Write out the rows from the line containing "task: provide the mask of every instance of the <item>black" through the line containing "102 86 L 105", reproducing every character unchanged.

--- Begin DATA LISTING ---

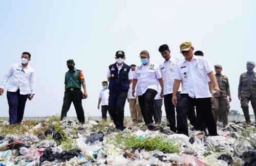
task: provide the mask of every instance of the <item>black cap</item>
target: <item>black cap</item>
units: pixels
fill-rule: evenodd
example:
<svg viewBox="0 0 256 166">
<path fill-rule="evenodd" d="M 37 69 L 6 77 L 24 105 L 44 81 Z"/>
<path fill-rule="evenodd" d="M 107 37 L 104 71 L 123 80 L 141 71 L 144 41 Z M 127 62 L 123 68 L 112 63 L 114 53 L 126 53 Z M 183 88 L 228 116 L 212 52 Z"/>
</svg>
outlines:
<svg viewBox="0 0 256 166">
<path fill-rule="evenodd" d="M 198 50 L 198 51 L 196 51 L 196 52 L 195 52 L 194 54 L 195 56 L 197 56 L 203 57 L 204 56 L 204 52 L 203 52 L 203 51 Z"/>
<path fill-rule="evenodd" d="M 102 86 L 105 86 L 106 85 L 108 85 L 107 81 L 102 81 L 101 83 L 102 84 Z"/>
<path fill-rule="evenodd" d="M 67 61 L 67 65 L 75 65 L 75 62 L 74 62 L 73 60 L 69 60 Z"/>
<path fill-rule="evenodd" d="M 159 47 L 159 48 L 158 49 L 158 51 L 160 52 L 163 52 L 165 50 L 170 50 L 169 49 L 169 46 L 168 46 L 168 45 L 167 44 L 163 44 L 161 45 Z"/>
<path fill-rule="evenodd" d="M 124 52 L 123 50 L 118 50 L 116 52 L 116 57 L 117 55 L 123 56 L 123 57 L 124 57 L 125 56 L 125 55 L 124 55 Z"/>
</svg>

--- End DATA LISTING ---
--- Begin DATA LISTING ---

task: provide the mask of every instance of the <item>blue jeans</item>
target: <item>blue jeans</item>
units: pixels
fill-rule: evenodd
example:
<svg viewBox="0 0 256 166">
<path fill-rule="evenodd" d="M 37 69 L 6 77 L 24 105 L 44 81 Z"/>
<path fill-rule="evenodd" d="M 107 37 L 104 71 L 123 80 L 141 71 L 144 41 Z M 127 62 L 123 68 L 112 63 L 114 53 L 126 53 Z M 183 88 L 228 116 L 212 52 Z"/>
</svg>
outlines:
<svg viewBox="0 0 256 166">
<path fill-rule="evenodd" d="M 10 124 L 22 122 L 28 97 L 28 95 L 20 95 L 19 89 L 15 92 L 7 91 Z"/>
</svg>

--- End DATA LISTING ---
--- Begin DATA LISTING ---

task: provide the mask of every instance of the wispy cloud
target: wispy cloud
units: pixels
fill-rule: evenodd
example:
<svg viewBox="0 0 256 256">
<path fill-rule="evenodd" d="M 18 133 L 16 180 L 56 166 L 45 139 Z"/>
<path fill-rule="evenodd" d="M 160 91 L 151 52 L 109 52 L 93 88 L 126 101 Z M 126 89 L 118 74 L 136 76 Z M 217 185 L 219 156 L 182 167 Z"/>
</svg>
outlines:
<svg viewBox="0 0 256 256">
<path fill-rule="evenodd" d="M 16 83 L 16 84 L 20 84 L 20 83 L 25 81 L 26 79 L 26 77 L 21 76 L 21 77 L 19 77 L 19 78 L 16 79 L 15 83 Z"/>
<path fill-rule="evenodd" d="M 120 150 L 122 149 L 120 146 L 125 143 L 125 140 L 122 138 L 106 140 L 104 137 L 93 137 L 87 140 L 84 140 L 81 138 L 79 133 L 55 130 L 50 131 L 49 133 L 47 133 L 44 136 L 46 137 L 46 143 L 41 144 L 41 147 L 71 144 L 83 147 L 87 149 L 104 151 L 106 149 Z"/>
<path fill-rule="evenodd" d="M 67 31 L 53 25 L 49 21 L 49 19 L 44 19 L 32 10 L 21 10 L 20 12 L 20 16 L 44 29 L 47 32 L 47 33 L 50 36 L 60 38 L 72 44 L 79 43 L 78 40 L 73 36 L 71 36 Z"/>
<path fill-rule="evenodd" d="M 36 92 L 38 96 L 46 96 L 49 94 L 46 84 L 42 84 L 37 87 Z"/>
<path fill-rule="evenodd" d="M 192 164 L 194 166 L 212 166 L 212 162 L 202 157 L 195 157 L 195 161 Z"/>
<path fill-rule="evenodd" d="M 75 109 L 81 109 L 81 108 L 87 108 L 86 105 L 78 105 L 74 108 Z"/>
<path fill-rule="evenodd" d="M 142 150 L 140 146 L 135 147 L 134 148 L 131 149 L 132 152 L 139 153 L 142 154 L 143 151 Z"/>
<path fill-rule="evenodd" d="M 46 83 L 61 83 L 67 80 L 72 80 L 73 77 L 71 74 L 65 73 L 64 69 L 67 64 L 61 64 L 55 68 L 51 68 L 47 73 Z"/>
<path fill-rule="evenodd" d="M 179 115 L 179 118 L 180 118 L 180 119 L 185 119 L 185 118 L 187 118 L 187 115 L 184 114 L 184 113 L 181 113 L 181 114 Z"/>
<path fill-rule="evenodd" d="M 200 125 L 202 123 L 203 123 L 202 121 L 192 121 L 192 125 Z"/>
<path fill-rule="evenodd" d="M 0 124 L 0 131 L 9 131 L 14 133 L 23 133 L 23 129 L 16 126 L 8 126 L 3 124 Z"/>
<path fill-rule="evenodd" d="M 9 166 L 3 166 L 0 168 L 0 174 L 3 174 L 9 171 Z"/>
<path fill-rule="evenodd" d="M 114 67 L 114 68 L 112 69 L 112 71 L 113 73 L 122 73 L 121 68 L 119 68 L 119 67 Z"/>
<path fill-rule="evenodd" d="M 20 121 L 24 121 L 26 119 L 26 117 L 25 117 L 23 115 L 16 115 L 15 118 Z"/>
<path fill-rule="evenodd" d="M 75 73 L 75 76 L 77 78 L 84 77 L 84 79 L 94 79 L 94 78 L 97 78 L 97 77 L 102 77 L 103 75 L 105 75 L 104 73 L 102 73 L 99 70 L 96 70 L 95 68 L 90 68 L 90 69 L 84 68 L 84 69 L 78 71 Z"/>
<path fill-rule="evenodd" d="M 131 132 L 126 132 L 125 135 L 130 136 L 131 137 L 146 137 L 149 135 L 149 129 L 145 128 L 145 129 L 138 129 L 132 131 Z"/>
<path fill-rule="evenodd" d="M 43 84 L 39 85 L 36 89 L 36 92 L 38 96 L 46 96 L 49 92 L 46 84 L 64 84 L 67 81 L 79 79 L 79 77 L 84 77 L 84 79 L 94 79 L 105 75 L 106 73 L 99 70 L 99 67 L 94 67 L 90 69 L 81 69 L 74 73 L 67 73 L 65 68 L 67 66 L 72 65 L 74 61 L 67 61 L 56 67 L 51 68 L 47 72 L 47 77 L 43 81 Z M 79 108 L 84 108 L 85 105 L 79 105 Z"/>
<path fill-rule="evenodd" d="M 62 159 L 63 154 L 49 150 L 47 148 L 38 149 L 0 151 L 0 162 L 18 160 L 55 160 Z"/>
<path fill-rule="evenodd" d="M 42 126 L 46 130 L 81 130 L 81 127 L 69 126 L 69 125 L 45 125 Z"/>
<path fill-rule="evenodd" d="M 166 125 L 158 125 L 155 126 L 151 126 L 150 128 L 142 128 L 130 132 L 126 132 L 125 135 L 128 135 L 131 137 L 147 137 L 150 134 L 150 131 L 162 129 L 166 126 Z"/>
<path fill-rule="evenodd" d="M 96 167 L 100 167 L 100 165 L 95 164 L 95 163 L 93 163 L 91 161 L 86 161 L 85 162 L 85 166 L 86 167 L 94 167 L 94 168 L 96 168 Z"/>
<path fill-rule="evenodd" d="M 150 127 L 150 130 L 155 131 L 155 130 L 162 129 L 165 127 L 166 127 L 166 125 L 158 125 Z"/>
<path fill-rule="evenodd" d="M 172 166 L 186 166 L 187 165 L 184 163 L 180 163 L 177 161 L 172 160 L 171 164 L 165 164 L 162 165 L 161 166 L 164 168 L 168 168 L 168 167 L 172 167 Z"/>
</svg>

--- End DATA LISTING ---

→ **RESULT BELOW**:
task: provide the mask of every instance of the <item>black cap</item>
target: <item>black cap</item>
units: pixels
fill-rule: evenodd
example:
<svg viewBox="0 0 256 166">
<path fill-rule="evenodd" d="M 37 69 L 6 77 L 24 105 L 44 81 Z"/>
<path fill-rule="evenodd" d="M 107 37 L 104 71 L 123 80 L 141 71 L 144 41 Z M 127 62 L 123 68 L 112 63 L 114 53 L 126 53 Z M 183 88 L 228 116 L 212 52 Z"/>
</svg>
outlines:
<svg viewBox="0 0 256 166">
<path fill-rule="evenodd" d="M 198 50 L 198 51 L 196 51 L 196 52 L 195 52 L 194 54 L 195 56 L 197 56 L 203 57 L 204 56 L 204 52 L 203 52 L 203 51 Z"/>
<path fill-rule="evenodd" d="M 102 86 L 105 86 L 106 85 L 108 85 L 107 81 L 102 81 L 101 83 L 102 84 Z"/>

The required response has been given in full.